→ To-do list
**A.** Condense the paragraph of the Ladakh food article that begins "At a Ladakh food festival" into a short list that keeps its main facts.
**B.** Write out the part of the Ladakh food article starting with "At a Ladakh" and going on through "flour called Tsampa.".

→ Text passage
Beyond Momos: The Flavourful Guide to Ladakh Food (Ladakhi Cuisine)

Beyond Momos: The Flavourful Guide to Ladakh Food (Ladakhi Cuisine)

The northernmost corner of the country, Leh Ladakh is one of the places that is on everyone’s road trip bucket list. Several movies have been shot in the beautiful landscapes of Ladakh amidst the clear blue skies, in spite of this region being so difficult to access and geographically isolated. We’re all familiar with the place, but we’re left wondering when someone asks us about Ladakhi food. A majority of people think Ladakhi cuisine is all about momos and noodle soups, but in reality, it is so much more.

At a Ladakh food festival organised in Chor Bizzare restaurant by Chef Rajiv Malhotra along with the Royals of Ladakh (His Highness King Jigmed Namgyal and Her Highness Rani Spalzes Namgyal) a few months ago, we witnessed a delightful spread other than the popular dumplings, which helped us learn a great deal about the flavourful delicacies of the region. The people of Ladakh generally grow their own food and are more or less self-sufficient in terms of food grains. Due to the extreme climatic conditions, the Ladakhis are limited for vegetarian options. Some of the common vegetables grown are pumpkin, potato, beans and beetroot. Barley is one of the commonly found crops here, and it is used to make roasted flour called Tsampa.

→ Raw data
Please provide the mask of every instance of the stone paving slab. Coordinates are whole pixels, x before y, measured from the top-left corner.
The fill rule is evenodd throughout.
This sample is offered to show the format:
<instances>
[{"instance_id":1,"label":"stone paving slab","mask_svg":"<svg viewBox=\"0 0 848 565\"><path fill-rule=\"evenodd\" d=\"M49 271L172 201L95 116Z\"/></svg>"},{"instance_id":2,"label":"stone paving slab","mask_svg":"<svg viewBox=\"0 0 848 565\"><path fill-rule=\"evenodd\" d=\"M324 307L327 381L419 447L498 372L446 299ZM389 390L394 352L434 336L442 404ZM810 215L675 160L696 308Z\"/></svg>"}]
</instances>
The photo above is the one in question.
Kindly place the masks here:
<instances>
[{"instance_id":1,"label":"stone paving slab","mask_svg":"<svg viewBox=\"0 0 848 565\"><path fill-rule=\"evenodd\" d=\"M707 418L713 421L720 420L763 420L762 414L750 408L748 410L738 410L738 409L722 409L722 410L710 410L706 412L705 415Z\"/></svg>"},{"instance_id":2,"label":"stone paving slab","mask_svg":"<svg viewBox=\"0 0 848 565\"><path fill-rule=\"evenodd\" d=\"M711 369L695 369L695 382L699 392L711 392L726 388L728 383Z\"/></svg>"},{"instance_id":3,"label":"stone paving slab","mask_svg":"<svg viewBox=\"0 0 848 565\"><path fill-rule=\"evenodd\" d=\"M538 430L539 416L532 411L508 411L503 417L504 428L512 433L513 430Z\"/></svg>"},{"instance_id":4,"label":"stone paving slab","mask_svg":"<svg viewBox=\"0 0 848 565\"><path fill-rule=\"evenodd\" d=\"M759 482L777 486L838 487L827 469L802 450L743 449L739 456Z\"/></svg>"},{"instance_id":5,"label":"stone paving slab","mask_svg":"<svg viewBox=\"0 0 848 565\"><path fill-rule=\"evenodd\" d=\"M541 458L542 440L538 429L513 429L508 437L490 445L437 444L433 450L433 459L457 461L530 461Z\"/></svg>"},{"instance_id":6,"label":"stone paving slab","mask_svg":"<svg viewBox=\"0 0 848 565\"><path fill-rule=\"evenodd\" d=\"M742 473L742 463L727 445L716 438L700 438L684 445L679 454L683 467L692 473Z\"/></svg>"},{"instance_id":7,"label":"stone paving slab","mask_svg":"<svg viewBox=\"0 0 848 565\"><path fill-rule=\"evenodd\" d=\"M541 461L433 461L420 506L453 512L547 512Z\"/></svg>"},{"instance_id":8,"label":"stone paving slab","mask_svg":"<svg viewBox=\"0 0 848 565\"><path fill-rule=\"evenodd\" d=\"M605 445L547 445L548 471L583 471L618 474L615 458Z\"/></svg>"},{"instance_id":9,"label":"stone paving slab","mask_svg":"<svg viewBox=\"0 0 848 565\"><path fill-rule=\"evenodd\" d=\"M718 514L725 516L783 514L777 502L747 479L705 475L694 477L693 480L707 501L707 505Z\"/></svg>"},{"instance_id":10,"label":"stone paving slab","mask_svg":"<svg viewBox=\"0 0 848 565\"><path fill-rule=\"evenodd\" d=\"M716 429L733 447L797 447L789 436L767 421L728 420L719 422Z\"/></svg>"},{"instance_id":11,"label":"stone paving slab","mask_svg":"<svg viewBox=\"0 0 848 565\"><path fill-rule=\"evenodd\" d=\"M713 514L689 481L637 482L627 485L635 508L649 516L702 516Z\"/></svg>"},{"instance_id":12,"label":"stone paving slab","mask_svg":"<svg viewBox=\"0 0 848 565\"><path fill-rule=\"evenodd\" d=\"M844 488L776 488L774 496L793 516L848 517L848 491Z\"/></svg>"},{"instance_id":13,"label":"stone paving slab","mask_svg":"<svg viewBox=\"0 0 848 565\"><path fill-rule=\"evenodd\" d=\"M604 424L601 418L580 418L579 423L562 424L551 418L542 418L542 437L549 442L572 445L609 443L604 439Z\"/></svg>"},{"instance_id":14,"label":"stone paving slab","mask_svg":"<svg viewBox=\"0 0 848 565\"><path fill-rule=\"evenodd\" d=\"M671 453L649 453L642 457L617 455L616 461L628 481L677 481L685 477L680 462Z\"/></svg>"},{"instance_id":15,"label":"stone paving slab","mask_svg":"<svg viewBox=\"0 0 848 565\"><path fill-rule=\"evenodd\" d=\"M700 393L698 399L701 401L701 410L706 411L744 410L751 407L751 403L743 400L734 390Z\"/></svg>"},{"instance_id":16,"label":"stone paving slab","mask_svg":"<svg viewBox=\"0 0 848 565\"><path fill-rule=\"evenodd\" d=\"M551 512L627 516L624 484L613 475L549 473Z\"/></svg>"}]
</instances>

→ Task responses
**A.**
- A Ladakh food festival held a few months ago at Chor Bizzare restaurant was organized by Chef Rajiv Malhotra with the Royals of Ladakh, King Jigmed Namgyal and Rani Spalzes Namgyal.
- Its spread went beyond the popular dumplings and showed the region's flavorful delicacies.
- Ladakhis generally grow their own food and are largely self-sufficient in food grains.
- The extreme climate limits vegetarian options.
- Common vegetables include pumpkin, potato, beans and beetroot.
- Barley is a common crop and is used to make a roasted flour called Tsampa.

**B.**
At a Ladakh food festival organised in Chor Bizzare restaurant by Chef Rajiv Malhotra along with the Royals of Ladakh (His Highness King Jigmed Namgyal and Her Highness Rani Spalzes Namgyal) a few months ago, we witnessed a delightful spread other than the popular dumplings, which helped us learn a great deal about the flavourful delicacies of the region. The people of Ladakh generally grow their own food and are more or less self-sufficient in terms of food grains. Due to the extreme climatic conditions, the Ladakhis are limited for vegetarian options. Some of the common vegetables grown are pumpkin, potato, beans and beetroot. Barley is one of the commonly found crops here, and it is used to make roasted flour called Tsampa.